* [Given text]:
☆ ☆ ☆ ☆ ☆ ☆ ☆

Energy products with both primary and secondary sources (steam, electricity and LPG's – liquefied petroleum gases) have their entire disposition accounted for under the primary energy form.


Data presented here are a summation of the different types of coal; bituminous, sub-bituminous, lignite and anthracite. It should be noted that the heat content varies depending on the mine. For publication purposes, provincial/territorial heat contents have been established for Canadian bituminous. Therefore, inter-regional movements, expressed in terajoules, may not balance at the Canada level.

Crude oil

Includes pentanes plus, condensate, crude bitumen and synthetic crude as well as conventional crude. Starting in 1990, the enrichment of synthetic crude at the oil sands plants by the addition of hydrogen, which originates from natural gas, is included as an inter-product transfer.

Inventory data used to calculate stock variation are based on pipeline inventories (which are source province/territory of origin and not the province/territory in which they are held) and refinery inventories. The net effect of this method of calculating is to overstate some provinces/territories and understate others. At the Canada level, however, these differences counter balance.

Any use of crude oil by sectors other than petroleum refineries is included in ‘Other adjustments’. The monthly surveys, Refined Petroleum Products (2150) survey and Crude Oil and Natural Gas (2198) survey, plus data obtained from the Alberta Energy Utilities Board (AEUB) and administrative records are the sources of the data used to compile the crude oil figures.

Natural gas

The basic sources for the natural gas data are the Gas Utilities/Transportation and Distribution Systems (survey 2149), Natural Gas Disposition (survey 2167) and the Industrial Consumption of Energy Survey (5047).

A modified production is used in this publication. This modified production is equal to marketable production plus field flared and waste, field uses, gathering uses, plant uses and plus or minus adjustments as reported in the Crude Oil and Natural Gas (survey 2198) survey. The addition of field flared and waste, field uses, gathering uses, plant uses and plus or minus adjustments is shown as producer consumption in this survey.

Starting with 1990, natural gas used to produce hydrogen for the enrichment of synthetic crude oil or oil products produced by petroleum refineries is shown as an ‘inter-product transfer’.

Estimates for the non-energy use of natural gas have been derived from the annual Industrial Consumption of Energy Survey (5047). The estimates take into account that only certain companies producing the products listed above use natural gas as a feedstock.

Natural gas conversion factors are subject to fluctuations due to the varying heat content of the gas produced from different fields and to the processes to which the gas is subjected. Conversion factors are based on the heat content of natural gas as reported in the Gas Utilities / Transportation and Distribution Systems (survey 2149). The factors are normally revised each year, resulting in revisions to the natural gas terajoule data.

Gas plant NGL's (natural gas liquids)

☆ ☆ ☆ ☆ ☆ ☆ ☆

* [Actions to take]:
(a) List every type of coal that the energy data notes name as part of the summation for coal.
(b) In the energy data notes, print the passage from "Inventory data used" up to and including "crude oil figures.", word for word.

* [Stored records]:
☆ ☆ ☆ ☆ ☆ ☆ ☆

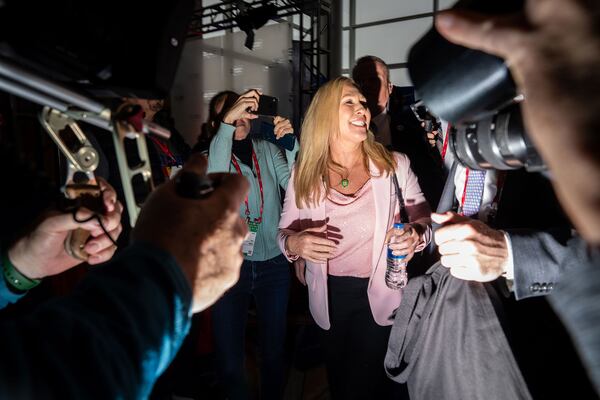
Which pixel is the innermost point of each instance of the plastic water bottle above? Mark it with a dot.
(395, 274)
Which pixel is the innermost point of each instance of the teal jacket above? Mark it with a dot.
(275, 173)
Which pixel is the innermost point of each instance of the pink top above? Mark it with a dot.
(383, 300)
(350, 214)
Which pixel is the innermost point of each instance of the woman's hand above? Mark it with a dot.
(283, 127)
(403, 241)
(311, 246)
(242, 107)
(299, 268)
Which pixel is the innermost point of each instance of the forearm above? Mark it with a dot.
(121, 327)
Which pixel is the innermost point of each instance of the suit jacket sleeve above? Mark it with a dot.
(539, 261)
(111, 338)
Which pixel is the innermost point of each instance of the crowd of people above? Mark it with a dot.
(502, 297)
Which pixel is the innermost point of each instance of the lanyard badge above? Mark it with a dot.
(253, 225)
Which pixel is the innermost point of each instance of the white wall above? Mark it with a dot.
(386, 29)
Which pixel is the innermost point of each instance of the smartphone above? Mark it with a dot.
(267, 105)
(264, 129)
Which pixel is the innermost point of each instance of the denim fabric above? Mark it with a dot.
(268, 282)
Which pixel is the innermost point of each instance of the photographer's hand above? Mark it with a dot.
(241, 108)
(42, 252)
(472, 250)
(553, 52)
(204, 235)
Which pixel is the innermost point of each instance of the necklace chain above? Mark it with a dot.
(345, 182)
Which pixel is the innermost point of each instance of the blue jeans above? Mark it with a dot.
(268, 282)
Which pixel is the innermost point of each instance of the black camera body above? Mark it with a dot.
(476, 93)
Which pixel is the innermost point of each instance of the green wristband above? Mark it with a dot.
(14, 278)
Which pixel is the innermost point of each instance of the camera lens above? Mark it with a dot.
(496, 142)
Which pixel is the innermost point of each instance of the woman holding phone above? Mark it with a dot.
(264, 275)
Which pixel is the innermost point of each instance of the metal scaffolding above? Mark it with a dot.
(312, 58)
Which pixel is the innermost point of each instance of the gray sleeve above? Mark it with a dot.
(538, 261)
(577, 302)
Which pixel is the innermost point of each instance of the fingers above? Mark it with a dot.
(242, 108)
(255, 93)
(459, 231)
(62, 223)
(299, 267)
(494, 35)
(447, 217)
(102, 242)
(458, 261)
(102, 256)
(466, 247)
(282, 127)
(322, 228)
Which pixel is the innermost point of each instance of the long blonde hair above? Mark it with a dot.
(320, 126)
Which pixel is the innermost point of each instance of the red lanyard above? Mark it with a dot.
(262, 199)
(445, 145)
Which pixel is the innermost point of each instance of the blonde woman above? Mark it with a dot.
(339, 209)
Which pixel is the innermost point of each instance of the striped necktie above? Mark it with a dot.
(473, 192)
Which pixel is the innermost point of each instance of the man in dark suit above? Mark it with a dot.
(396, 127)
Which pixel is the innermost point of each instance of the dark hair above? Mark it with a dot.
(369, 60)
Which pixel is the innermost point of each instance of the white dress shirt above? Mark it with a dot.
(489, 193)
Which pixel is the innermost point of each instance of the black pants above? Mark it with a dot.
(355, 344)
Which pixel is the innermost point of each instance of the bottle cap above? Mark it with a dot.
(395, 257)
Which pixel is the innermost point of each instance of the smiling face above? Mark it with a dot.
(354, 116)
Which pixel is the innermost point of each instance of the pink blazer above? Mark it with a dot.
(383, 301)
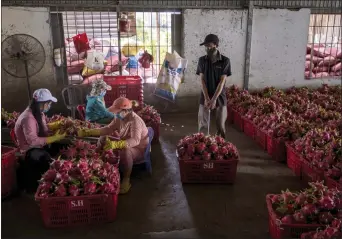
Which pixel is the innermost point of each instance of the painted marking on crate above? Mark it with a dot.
(78, 203)
(208, 165)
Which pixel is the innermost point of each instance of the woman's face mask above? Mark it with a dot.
(47, 107)
(103, 93)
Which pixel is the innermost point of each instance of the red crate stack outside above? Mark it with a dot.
(276, 148)
(331, 183)
(284, 231)
(310, 173)
(237, 118)
(261, 138)
(124, 86)
(248, 127)
(294, 160)
(229, 114)
(8, 170)
(79, 210)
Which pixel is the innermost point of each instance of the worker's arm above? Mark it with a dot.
(225, 73)
(200, 72)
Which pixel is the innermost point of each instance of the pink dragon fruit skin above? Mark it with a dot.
(50, 175)
(89, 188)
(60, 191)
(107, 188)
(74, 190)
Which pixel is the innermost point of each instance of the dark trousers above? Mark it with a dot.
(220, 119)
(34, 164)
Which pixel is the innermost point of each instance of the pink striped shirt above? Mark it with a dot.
(26, 130)
(132, 129)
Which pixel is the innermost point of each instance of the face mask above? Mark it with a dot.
(103, 93)
(46, 110)
(118, 115)
(210, 51)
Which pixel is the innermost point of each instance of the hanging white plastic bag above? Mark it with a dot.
(170, 76)
(95, 60)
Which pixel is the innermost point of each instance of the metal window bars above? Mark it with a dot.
(155, 32)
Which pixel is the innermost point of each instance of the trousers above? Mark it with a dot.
(220, 119)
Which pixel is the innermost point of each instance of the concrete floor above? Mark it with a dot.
(161, 207)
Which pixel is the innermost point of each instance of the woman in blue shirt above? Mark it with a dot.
(96, 110)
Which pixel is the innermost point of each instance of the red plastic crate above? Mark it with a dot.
(248, 128)
(237, 120)
(311, 174)
(331, 183)
(124, 86)
(230, 117)
(213, 171)
(8, 170)
(285, 231)
(276, 148)
(77, 211)
(260, 138)
(294, 161)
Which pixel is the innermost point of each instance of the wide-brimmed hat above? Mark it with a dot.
(43, 95)
(98, 86)
(119, 104)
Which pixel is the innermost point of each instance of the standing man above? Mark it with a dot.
(213, 70)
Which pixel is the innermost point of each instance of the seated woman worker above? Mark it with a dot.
(96, 109)
(32, 133)
(133, 135)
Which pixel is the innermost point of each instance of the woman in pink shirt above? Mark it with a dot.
(133, 134)
(32, 133)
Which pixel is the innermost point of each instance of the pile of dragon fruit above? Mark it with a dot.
(201, 147)
(81, 170)
(323, 150)
(314, 205)
(149, 115)
(70, 126)
(310, 119)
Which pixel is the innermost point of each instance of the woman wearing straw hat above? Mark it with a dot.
(34, 140)
(133, 135)
(96, 109)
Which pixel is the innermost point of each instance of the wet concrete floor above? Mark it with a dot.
(161, 207)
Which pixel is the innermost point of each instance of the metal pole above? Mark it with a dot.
(248, 45)
(27, 80)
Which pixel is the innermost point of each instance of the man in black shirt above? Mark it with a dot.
(213, 70)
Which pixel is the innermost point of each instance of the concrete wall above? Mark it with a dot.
(279, 39)
(35, 22)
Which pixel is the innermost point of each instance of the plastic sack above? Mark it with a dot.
(81, 42)
(88, 72)
(95, 60)
(170, 76)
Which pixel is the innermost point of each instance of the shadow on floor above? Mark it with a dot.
(161, 207)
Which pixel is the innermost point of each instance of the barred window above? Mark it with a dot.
(144, 39)
(323, 52)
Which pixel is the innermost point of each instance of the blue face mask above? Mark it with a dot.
(103, 93)
(118, 115)
(46, 110)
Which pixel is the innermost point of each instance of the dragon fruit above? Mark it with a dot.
(89, 188)
(74, 190)
(60, 191)
(50, 175)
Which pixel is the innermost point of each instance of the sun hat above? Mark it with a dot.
(43, 95)
(98, 86)
(119, 104)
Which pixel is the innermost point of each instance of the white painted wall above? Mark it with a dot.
(230, 26)
(35, 22)
(279, 39)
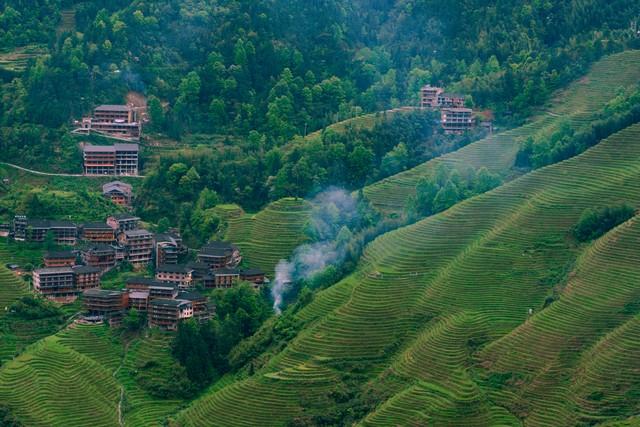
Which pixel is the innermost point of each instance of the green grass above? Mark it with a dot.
(577, 104)
(270, 235)
(443, 305)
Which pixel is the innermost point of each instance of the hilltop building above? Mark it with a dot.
(97, 232)
(181, 275)
(115, 121)
(219, 255)
(168, 247)
(167, 313)
(138, 245)
(118, 192)
(86, 277)
(59, 259)
(100, 256)
(118, 159)
(123, 222)
(56, 283)
(105, 304)
(457, 120)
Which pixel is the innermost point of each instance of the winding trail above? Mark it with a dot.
(72, 175)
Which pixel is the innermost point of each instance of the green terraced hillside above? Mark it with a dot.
(578, 104)
(270, 235)
(436, 317)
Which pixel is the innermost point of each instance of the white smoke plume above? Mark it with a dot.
(332, 210)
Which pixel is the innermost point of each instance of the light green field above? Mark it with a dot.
(443, 305)
(270, 235)
(577, 104)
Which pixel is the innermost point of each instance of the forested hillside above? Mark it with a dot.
(417, 277)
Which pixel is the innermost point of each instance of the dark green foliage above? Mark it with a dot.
(134, 320)
(594, 223)
(203, 349)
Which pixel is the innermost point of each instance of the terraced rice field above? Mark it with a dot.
(444, 306)
(577, 104)
(16, 60)
(53, 385)
(270, 235)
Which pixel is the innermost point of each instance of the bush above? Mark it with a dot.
(594, 223)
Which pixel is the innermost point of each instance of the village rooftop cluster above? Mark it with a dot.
(99, 247)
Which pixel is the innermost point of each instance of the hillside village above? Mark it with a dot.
(262, 213)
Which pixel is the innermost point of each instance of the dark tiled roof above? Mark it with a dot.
(169, 302)
(173, 268)
(225, 271)
(85, 269)
(96, 226)
(125, 217)
(113, 107)
(251, 272)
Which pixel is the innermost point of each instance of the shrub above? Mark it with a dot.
(594, 223)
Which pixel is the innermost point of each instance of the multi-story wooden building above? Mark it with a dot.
(118, 159)
(429, 96)
(179, 274)
(168, 248)
(99, 255)
(163, 290)
(55, 283)
(139, 300)
(253, 275)
(117, 121)
(104, 303)
(225, 277)
(86, 277)
(98, 232)
(123, 222)
(139, 246)
(219, 255)
(199, 303)
(167, 313)
(54, 259)
(118, 192)
(457, 120)
(450, 100)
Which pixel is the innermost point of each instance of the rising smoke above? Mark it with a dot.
(332, 211)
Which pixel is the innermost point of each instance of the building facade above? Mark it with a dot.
(117, 159)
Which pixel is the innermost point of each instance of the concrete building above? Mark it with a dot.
(55, 283)
(97, 232)
(225, 277)
(457, 120)
(86, 277)
(180, 275)
(116, 121)
(117, 159)
(168, 248)
(104, 303)
(219, 255)
(123, 222)
(139, 246)
(118, 192)
(99, 255)
(54, 259)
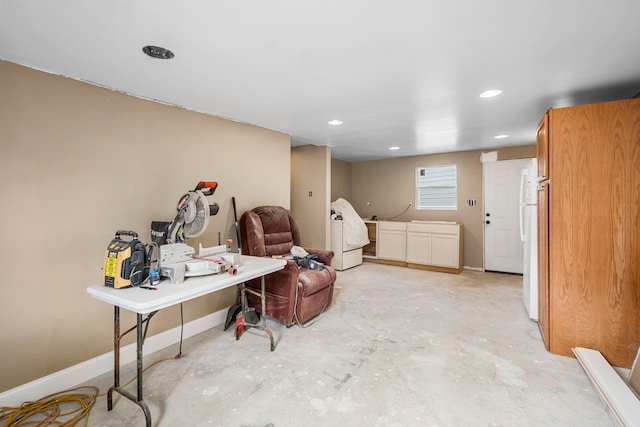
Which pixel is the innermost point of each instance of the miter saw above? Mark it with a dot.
(192, 217)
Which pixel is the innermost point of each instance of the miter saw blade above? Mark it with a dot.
(196, 216)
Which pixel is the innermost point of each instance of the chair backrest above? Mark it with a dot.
(268, 231)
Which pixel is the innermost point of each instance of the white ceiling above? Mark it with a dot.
(405, 73)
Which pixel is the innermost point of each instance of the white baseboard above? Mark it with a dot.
(85, 371)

☆ ☆ ☆ ☆ ☆ ☆ ☆

* [Results for the exercise]:
(a) bituminous, sub-bituminous, lignite, anthracite

(b)
Inventory data used to calculate stock variation are based on pipeline inventories (which are source province/territory of origin and not the province/territory in which they are held) and refinery inventories. The net effect of this method of calculating is to overstate some provinces/territories and understate others. At the Canada level, however, these differences counter balance.

Any use of crude oil by sectors other than petroleum refineries is included in ‘Other adjustments’. The monthly surveys, Refined Petroleum Products (2150) survey and Crude Oil and Natural Gas (2198) survey, plus data obtained from the Alberta Energy Utilities Board (AEUB) and administrative records are the sources of the data used to compile the crude oil figures.